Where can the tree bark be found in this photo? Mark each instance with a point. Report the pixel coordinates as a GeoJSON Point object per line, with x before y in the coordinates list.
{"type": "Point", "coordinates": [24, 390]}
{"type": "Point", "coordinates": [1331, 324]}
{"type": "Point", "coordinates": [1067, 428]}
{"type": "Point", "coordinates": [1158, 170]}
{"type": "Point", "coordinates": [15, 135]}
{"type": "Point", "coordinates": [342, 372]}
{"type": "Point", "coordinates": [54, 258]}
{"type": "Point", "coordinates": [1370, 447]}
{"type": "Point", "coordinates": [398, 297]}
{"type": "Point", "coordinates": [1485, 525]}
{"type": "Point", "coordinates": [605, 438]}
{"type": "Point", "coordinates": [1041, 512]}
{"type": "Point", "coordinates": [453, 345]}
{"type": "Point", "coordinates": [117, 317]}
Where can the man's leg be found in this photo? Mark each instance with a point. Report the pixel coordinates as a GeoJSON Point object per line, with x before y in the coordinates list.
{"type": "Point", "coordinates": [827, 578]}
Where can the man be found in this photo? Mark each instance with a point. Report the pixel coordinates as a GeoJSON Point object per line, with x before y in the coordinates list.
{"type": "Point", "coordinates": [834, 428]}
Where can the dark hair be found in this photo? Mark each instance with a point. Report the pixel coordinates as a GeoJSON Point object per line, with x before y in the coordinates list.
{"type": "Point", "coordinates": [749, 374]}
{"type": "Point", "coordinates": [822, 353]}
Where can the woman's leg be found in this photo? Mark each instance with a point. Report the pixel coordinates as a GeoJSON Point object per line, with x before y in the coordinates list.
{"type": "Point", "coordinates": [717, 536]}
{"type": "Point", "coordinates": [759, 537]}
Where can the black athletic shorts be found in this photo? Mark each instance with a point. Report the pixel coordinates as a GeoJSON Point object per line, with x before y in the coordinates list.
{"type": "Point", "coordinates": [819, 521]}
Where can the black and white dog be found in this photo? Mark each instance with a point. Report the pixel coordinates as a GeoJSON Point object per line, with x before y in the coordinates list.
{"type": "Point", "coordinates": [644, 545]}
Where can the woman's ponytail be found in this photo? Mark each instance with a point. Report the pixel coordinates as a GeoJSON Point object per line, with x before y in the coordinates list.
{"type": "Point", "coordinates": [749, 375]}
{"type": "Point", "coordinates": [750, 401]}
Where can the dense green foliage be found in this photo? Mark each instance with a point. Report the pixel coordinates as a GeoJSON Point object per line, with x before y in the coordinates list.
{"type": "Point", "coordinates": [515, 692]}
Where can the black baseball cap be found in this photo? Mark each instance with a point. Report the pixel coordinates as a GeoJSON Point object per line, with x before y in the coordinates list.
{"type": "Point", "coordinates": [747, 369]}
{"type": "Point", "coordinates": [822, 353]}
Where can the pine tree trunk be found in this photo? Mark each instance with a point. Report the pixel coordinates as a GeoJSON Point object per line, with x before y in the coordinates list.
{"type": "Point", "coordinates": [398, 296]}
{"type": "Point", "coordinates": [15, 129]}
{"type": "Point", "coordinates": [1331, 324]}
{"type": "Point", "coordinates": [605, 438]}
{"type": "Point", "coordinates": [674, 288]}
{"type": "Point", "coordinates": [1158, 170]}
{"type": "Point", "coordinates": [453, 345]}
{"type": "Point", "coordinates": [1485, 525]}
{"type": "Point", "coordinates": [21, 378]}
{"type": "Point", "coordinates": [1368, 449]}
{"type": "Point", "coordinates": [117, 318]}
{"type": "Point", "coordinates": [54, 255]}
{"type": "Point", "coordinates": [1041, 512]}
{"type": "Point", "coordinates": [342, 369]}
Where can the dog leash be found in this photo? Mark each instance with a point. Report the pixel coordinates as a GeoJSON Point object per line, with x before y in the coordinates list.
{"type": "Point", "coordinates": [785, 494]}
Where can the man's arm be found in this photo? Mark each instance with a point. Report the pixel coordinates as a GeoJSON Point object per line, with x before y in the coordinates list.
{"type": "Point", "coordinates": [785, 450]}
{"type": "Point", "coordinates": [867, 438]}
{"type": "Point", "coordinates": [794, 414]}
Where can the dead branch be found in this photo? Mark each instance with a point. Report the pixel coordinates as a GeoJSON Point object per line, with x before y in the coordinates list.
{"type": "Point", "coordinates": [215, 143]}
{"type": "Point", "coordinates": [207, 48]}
• • • • •
> [Stated task]: Revise the part of the data that opens with the line containing "Where can the dog" and continues through the end of the data, replacing "dead branch" with "fallen branch" and leaving everything else unchanged.

> [Result]:
Where can the dog leash be found in this photo? Mark each instance with a point. Report the pixel coordinates as a GeoJSON Point object per line, with x before y in the coordinates list.
{"type": "Point", "coordinates": [785, 494]}
Where can the man's arm be found in this photo? Mark each instance with a point. Report the pixel coordinates as a GeoJSON Point object per line, with x before y in the coordinates list.
{"type": "Point", "coordinates": [785, 450]}
{"type": "Point", "coordinates": [867, 438]}
{"type": "Point", "coordinates": [794, 414]}
Where can the fallen branch be found in this photo? Mark each instance with a point. Report the pixel coordinates as a GeoJSON Point object per line, with x before y in the coordinates list.
{"type": "Point", "coordinates": [215, 143]}
{"type": "Point", "coordinates": [207, 48]}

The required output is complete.